Image-grounded pointing data:
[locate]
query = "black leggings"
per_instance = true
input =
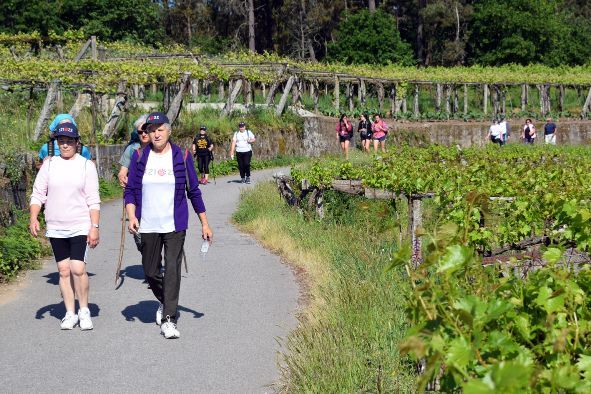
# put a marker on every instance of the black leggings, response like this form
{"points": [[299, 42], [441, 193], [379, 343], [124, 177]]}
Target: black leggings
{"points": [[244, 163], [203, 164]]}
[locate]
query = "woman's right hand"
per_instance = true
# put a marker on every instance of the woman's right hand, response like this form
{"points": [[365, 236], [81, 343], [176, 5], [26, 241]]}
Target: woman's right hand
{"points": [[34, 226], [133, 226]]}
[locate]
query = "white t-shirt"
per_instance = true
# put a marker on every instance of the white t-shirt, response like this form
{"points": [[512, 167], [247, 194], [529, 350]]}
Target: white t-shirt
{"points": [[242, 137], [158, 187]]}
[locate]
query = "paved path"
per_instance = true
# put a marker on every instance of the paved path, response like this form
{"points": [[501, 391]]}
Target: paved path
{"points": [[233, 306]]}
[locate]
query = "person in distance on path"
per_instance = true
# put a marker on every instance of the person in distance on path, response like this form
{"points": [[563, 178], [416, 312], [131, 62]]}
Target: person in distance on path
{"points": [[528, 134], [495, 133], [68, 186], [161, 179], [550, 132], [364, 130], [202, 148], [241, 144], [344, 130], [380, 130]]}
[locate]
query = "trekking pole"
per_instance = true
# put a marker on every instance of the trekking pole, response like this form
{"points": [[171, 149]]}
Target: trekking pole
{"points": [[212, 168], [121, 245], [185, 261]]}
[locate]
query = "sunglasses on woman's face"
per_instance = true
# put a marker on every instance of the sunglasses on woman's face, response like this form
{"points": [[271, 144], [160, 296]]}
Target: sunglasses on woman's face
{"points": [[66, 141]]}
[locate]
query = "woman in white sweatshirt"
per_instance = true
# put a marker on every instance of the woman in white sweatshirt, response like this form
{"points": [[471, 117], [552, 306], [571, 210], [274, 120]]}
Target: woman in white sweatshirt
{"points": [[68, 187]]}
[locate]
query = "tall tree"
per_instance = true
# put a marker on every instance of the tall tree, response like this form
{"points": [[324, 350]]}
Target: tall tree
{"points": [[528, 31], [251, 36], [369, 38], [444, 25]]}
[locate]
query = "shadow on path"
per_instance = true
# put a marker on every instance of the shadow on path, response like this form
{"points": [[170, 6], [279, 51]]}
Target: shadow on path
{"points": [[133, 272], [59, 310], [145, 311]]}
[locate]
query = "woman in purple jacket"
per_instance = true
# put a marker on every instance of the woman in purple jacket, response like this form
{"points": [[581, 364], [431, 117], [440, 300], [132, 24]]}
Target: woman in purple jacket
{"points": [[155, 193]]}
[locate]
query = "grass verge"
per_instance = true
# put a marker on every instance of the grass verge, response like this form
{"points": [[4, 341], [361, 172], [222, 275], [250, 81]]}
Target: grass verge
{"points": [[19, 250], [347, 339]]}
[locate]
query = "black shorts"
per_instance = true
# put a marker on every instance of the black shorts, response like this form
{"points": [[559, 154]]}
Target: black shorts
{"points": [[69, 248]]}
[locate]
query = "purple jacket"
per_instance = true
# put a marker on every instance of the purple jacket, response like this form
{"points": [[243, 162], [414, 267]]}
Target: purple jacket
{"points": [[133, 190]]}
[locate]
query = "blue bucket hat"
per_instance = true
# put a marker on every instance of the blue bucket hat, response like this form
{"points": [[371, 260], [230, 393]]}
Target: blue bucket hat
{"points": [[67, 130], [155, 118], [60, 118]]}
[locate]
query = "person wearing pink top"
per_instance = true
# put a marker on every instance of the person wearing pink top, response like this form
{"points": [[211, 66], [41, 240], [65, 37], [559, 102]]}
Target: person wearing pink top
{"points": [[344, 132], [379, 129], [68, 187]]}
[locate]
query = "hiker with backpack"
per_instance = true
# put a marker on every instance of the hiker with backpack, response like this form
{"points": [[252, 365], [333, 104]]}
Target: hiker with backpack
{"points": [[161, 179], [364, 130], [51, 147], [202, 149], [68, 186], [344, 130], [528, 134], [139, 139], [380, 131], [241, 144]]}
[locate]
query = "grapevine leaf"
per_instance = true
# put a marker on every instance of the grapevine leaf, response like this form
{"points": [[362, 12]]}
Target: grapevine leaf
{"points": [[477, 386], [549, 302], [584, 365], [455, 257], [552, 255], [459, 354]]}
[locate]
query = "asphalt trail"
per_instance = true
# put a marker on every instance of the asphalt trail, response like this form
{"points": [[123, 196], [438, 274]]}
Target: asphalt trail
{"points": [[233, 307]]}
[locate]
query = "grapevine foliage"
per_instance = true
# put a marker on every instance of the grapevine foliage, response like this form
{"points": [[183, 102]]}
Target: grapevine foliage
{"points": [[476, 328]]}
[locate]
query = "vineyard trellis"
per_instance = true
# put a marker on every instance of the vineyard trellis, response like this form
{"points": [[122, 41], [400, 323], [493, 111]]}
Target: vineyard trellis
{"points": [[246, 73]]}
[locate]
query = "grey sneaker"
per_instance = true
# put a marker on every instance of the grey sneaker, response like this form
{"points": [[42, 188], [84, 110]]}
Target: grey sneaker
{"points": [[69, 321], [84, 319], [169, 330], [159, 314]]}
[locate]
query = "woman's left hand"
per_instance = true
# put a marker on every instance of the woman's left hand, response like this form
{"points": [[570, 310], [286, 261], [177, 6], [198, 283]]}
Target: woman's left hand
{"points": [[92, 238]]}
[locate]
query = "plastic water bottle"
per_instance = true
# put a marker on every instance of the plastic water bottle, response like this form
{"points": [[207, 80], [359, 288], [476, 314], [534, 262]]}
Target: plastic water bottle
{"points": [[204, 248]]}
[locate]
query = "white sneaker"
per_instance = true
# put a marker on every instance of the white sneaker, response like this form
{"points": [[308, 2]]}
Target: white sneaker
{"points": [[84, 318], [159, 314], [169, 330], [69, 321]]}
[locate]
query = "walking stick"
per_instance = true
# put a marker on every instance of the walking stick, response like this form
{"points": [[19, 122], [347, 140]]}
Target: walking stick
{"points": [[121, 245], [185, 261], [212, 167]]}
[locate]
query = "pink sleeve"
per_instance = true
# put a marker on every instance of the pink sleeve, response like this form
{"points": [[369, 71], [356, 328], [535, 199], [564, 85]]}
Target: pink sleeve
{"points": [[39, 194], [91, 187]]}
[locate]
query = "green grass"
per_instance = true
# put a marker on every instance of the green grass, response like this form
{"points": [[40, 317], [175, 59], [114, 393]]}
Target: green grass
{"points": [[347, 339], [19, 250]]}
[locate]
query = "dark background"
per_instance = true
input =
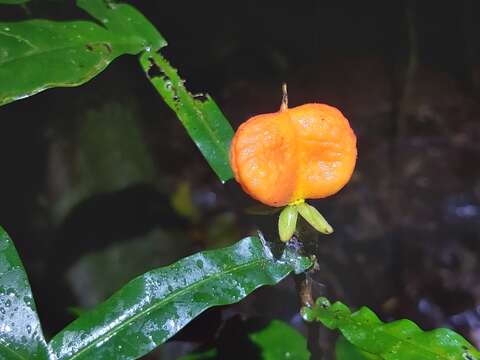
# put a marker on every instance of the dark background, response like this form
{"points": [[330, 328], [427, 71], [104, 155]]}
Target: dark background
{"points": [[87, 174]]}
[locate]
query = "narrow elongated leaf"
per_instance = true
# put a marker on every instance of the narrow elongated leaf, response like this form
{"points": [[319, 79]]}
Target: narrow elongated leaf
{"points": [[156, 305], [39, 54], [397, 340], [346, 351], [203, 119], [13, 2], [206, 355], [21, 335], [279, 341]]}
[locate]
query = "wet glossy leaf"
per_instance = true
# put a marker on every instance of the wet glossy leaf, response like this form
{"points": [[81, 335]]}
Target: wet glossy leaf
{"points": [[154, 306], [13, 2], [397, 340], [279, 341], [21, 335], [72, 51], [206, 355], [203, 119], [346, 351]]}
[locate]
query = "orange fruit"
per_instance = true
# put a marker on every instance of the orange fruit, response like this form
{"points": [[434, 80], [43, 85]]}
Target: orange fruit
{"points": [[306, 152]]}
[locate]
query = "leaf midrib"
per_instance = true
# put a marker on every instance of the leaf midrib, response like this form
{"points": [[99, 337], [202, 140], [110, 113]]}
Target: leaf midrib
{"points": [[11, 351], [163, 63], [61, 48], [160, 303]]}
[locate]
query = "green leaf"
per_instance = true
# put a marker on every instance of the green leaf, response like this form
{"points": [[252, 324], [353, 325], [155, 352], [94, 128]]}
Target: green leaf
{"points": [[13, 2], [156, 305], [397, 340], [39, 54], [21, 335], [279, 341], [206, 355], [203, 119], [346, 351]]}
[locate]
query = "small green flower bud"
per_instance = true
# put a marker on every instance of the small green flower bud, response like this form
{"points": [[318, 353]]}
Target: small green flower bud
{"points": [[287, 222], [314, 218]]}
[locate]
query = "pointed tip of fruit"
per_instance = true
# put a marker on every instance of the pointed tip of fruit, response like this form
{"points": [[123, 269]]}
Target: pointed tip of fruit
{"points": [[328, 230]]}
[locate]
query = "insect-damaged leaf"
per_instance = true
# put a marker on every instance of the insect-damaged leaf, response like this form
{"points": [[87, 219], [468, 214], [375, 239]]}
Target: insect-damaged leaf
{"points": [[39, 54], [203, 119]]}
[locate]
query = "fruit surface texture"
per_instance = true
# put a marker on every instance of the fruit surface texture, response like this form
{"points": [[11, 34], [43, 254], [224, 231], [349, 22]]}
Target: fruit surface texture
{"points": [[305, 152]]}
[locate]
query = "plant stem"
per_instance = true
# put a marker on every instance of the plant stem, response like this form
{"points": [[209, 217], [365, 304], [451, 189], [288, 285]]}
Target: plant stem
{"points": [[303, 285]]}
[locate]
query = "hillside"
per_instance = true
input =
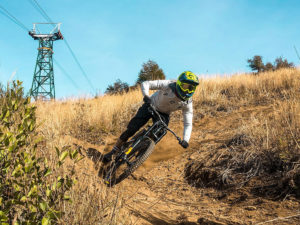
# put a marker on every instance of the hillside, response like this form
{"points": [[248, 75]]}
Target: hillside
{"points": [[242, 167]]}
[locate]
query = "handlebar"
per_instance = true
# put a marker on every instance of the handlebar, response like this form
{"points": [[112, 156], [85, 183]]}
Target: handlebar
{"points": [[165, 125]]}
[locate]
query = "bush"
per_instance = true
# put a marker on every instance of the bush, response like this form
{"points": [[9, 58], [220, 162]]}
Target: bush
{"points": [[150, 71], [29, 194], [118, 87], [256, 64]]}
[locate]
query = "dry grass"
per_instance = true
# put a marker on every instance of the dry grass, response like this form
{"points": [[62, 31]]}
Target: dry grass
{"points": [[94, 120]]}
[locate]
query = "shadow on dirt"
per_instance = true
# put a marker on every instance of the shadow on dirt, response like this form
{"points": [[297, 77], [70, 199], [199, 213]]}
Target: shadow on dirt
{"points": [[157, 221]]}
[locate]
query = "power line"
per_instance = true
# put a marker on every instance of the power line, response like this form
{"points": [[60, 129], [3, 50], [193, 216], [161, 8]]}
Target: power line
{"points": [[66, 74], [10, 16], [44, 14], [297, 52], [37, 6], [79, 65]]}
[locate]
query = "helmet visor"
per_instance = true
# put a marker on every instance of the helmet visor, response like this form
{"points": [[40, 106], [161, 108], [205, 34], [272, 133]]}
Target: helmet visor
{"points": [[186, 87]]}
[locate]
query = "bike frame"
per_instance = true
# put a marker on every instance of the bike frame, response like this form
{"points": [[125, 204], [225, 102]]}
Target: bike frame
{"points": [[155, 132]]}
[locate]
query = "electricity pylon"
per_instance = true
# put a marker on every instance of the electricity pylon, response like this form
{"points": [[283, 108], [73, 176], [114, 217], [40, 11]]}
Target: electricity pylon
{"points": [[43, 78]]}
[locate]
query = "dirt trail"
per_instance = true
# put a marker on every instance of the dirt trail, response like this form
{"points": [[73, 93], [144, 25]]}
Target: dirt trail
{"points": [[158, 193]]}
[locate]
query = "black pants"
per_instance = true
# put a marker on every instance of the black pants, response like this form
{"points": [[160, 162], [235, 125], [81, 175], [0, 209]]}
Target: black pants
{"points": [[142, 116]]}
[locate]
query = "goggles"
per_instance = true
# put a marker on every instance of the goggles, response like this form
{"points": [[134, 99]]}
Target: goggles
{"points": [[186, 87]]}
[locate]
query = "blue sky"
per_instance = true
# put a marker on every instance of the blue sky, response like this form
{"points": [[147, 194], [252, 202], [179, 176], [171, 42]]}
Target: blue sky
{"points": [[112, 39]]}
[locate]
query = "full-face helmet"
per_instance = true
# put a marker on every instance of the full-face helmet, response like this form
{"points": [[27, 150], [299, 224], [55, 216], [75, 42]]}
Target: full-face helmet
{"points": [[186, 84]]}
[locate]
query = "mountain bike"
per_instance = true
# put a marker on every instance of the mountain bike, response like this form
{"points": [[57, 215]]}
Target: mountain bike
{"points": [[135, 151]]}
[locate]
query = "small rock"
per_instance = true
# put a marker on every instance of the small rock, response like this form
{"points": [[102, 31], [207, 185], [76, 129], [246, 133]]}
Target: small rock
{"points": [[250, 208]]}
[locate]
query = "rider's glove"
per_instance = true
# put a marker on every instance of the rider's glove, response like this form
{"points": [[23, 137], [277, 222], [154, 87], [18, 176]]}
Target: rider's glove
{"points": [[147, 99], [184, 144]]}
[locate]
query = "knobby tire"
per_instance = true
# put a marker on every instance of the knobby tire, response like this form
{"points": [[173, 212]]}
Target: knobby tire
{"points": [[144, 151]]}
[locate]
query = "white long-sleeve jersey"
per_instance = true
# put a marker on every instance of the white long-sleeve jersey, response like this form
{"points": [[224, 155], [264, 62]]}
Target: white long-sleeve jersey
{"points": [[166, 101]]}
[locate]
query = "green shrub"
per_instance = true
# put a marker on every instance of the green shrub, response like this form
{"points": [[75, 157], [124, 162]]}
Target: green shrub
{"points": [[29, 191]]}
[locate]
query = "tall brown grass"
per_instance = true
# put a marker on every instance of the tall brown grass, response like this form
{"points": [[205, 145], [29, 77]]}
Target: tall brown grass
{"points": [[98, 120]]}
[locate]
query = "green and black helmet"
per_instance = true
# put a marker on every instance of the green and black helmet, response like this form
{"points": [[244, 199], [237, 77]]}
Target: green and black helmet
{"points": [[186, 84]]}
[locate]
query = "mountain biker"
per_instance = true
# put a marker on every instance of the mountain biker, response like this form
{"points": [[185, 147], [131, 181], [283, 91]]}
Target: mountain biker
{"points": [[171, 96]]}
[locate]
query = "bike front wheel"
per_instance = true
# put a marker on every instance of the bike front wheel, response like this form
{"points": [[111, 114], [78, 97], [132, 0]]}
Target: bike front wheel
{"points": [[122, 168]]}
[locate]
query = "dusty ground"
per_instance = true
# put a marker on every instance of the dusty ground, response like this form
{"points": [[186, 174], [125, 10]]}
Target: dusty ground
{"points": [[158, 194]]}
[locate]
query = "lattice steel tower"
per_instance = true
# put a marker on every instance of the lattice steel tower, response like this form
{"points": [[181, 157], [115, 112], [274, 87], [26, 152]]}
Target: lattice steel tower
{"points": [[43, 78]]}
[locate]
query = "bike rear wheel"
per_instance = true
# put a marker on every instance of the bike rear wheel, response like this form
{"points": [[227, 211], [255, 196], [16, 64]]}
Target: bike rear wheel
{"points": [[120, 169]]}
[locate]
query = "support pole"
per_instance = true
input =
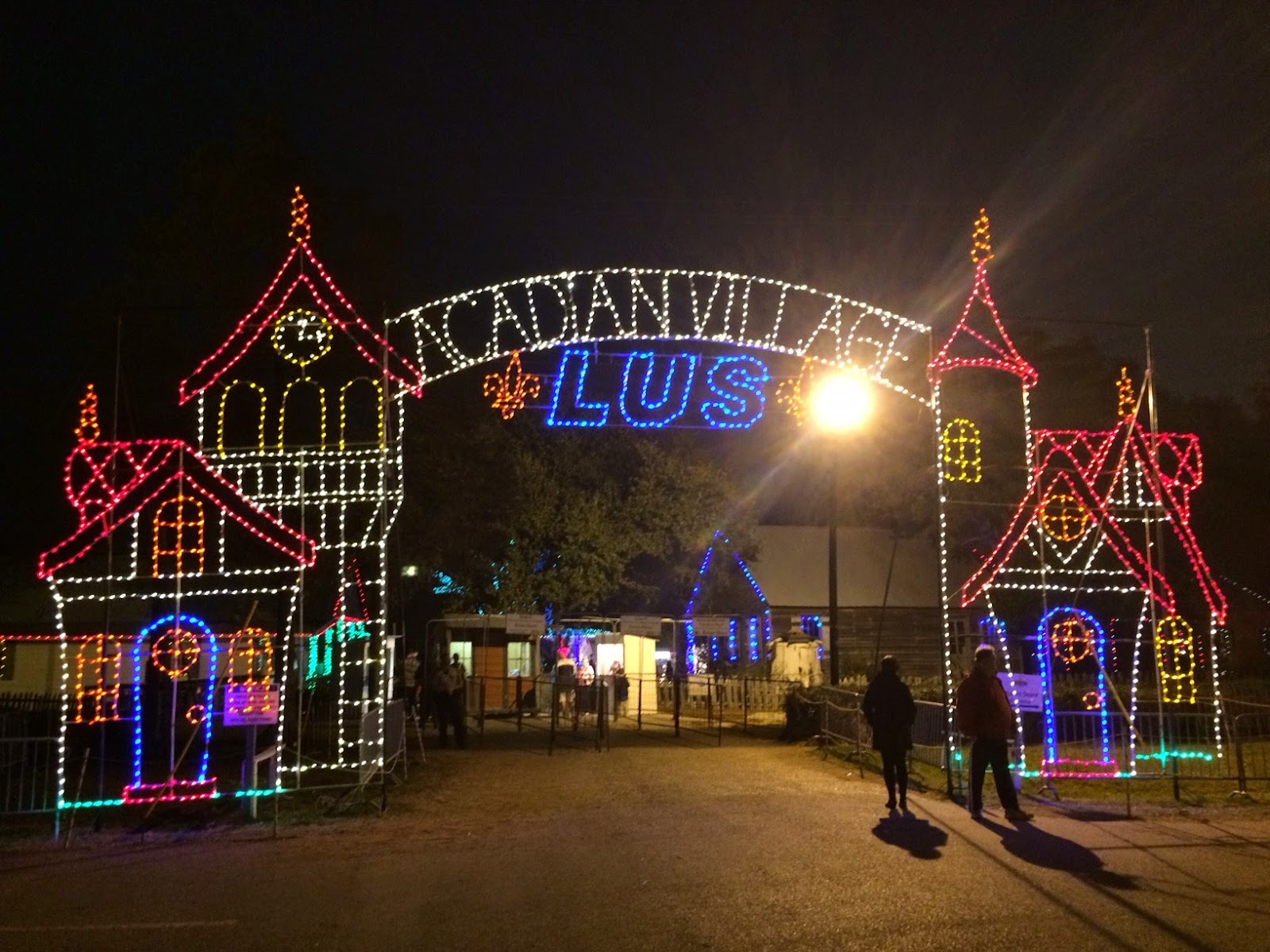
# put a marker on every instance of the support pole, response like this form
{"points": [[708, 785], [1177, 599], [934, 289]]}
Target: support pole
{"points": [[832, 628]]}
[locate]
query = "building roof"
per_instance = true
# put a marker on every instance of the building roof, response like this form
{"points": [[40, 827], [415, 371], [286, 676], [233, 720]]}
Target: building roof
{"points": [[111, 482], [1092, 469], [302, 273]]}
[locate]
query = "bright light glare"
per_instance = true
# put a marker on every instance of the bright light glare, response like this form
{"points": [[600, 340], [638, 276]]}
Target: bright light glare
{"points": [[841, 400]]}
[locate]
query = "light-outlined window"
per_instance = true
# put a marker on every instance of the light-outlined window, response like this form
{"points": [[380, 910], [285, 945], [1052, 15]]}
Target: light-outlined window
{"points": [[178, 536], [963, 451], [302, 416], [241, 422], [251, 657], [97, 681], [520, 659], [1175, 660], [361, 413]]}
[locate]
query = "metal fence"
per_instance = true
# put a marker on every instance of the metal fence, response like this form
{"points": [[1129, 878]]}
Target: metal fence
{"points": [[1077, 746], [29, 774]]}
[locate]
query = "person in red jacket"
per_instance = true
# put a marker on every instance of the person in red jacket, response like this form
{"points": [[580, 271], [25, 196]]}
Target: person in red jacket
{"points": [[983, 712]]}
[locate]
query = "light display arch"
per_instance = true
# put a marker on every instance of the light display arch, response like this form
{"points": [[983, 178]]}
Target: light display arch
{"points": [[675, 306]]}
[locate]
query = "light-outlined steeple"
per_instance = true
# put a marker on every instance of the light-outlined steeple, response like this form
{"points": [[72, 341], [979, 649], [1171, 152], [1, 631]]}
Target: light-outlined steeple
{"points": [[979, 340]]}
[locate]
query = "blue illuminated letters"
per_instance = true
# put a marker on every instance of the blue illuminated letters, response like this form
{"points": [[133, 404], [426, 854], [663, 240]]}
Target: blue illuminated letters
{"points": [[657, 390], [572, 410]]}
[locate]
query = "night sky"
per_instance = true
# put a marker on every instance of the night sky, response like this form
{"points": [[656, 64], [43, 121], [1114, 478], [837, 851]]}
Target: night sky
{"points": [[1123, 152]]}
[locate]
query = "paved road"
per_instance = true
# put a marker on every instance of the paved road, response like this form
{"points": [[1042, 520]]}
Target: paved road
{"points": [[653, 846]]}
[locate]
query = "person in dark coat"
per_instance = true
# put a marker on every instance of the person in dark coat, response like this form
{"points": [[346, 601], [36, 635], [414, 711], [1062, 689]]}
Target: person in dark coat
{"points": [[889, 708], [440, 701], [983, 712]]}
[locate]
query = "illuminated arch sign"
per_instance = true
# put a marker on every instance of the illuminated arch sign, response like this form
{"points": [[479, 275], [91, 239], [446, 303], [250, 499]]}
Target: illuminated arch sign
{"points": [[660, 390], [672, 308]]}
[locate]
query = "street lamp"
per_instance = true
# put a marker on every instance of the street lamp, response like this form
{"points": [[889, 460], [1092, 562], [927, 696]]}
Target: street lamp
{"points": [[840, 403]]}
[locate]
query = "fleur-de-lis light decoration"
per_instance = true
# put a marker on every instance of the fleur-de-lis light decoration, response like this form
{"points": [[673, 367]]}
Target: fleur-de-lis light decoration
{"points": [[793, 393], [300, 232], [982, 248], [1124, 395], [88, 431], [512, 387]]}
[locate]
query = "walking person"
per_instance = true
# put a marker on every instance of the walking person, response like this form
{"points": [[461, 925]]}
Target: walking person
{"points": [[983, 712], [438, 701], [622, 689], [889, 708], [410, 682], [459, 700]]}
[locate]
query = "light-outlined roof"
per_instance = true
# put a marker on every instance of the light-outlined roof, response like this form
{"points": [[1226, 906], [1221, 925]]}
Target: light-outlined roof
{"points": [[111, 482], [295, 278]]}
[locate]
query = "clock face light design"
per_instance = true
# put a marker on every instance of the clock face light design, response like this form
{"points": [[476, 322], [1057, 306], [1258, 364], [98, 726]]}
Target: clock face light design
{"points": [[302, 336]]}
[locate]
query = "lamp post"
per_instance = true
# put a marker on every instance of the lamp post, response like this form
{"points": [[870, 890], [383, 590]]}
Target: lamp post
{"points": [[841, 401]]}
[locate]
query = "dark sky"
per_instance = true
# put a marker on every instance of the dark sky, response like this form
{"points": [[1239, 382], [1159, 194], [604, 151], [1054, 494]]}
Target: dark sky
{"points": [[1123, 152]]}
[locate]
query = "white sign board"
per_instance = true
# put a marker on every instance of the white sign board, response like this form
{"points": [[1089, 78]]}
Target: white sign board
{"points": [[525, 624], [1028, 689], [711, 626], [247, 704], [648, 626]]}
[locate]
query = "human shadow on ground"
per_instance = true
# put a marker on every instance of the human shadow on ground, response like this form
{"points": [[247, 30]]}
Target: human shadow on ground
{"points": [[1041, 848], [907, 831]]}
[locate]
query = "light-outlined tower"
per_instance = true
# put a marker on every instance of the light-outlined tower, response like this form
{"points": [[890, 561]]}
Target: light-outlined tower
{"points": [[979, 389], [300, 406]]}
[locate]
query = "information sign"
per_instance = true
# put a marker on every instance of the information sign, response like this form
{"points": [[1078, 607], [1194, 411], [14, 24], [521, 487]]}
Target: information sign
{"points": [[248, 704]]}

Required action:
Print, with pictures removed, exactly the lines of the records above from the top through the line containing "t-shirt, response like this form".

Answer to this problem:
[locate]
query = "black leggings"
per_instance = true
input =
# put a marker on every instance of the black leggings, response like this form
{"points": [[299, 42], [441, 193], [379, 343], [124, 177]]}
Target: black leggings
{"points": [[244, 163], [203, 164]]}
[locate]
query = "woman's right hand"
per_instance = true
# put a marker on every instance of the woman's right hand, response like this form
{"points": [[365, 236], [81, 343], [176, 5], [26, 241]]}
Target: woman's right hand
{"points": [[34, 226], [133, 226]]}
[locate]
query = "white t-shirt"
per_instance = true
# put a marker on every instance of the white t-shirt, response like this form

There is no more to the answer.